Zoë Pastelle Holthuizen, known professionally as Zoë Pastelle, (born 5 April 1999) is a Swiss actress, model, and social media influencer.

Early life 
Holthuizen was born in 1999 in Zürich. She trained in ballet, hip hop, jazz, and folk dance. Holthuizen became familiar with social media when she was started creating online content for the dance academy she was enrolled in. She attended the European Film Actor School from 2014 to 2017.

Career 
Holthuizen began her career as a stage actress, performing in plays at the European Film Actor School including Die Möve, Die drei Schwestern, Blick zurück im Zorn, and Late Night Talk. She is signed as a fashion model with Visage International Management. Holthuizen dropped her last name, and goes by her first and middle names professionally, due to her last name being "difficult to pronounce".

In 2015 she received an Audience Award at the Zürich Film Festival for her role in the short film Mein erstes Mal | Nicht mein letztes Mal, which she also directed. Her major film debut was as Alina in the 2015 Swiss drama film Amateur Teens. In 2017 Holthuizen had a lead supporting role as Gianna in Lisa Brühlmannthe's coming-of-age film Blue My Mind. In 2018 she had a guest role in the British dark-comedy-drama television series Killing Eve.

In 2018 she was nominated for Best Performance in a Supporting Role at the Swiss Film Awards and for the Best Actor Newcomer Award at the Braunschweig International Film Festival for her role as Gianna in Blue My Mind. She attended the Cannes Film Festival in 2019.

In 2020 Holthuizen had a supporting lead role as Amalindis in the Swiss television feature film Die Hexenprinzessin. The film was released as part of ZDF's series Märchenperlen.

Holthuizen was a judge on the second season of the reality television series Switzerland's Next Topmodel in 2019.

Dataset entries

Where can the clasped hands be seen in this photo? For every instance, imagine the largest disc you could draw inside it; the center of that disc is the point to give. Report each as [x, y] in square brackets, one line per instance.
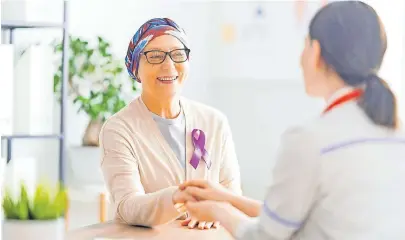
[203, 201]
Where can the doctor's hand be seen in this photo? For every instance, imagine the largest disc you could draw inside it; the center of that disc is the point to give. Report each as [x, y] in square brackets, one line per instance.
[191, 222]
[203, 190]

■ EXERCISE DESCRIPTION ■
Rewrite the text about Zoë Pastelle from "In 2018 she was" up to and including "ZDF's series Märchenperlen.", putting "TV movie" in place of "television feature film". Rely only on the text about Zoë Pastelle and nothing else.

■ ANSWER BELOW ■
In 2018 she was nominated for Best Performance in a Supporting Role at the Swiss Film Awards and for the Best Actor Newcomer Award at the Braunschweig International Film Festival for her role as Gianna in Blue My Mind. She attended the Cannes Film Festival in 2019.

In 2020 Holthuizen had a supporting lead role as Amalindis in the Swiss TV movie Die Hexenprinzessin. The film was released as part of ZDF's series Märchenperlen.